- PROBLEM DETAILS
From the entries below, extract every line that includes the word "ground".

- EXTRACTED INFORMATION
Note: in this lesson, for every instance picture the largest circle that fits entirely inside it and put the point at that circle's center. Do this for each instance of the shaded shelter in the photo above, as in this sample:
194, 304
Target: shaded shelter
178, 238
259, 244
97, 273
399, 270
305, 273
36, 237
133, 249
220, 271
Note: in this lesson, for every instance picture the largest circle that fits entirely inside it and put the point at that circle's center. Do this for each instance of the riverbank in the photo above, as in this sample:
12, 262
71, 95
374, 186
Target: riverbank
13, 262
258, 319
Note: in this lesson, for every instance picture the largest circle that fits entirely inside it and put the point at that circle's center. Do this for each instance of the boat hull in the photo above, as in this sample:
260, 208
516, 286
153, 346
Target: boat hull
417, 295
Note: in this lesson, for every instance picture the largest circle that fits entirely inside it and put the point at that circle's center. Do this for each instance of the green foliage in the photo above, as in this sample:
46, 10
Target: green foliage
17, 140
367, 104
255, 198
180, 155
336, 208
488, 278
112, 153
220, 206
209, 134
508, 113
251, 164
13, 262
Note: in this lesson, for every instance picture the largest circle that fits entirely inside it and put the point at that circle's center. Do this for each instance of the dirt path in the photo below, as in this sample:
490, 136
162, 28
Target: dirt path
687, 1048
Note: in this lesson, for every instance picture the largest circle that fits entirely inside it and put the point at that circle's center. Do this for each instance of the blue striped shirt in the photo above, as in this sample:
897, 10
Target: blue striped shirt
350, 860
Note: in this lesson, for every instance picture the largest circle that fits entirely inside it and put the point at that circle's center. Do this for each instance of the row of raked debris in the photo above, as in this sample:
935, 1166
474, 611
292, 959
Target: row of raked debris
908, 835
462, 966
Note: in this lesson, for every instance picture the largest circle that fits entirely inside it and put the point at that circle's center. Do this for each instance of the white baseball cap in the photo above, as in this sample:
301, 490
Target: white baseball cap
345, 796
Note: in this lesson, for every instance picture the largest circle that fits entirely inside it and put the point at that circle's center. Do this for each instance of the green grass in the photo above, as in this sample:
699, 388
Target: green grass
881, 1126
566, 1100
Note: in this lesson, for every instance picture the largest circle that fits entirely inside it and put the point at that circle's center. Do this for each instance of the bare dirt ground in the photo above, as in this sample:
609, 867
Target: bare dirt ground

- TASK SOLUTION
Note: in this lesson, for every instance picture the largest circle that fits entirely inside it and put the point at that circle's center. Do this for each instance of the bare dirt ground in the photo above, as in this sample:
Target: bare dirt ground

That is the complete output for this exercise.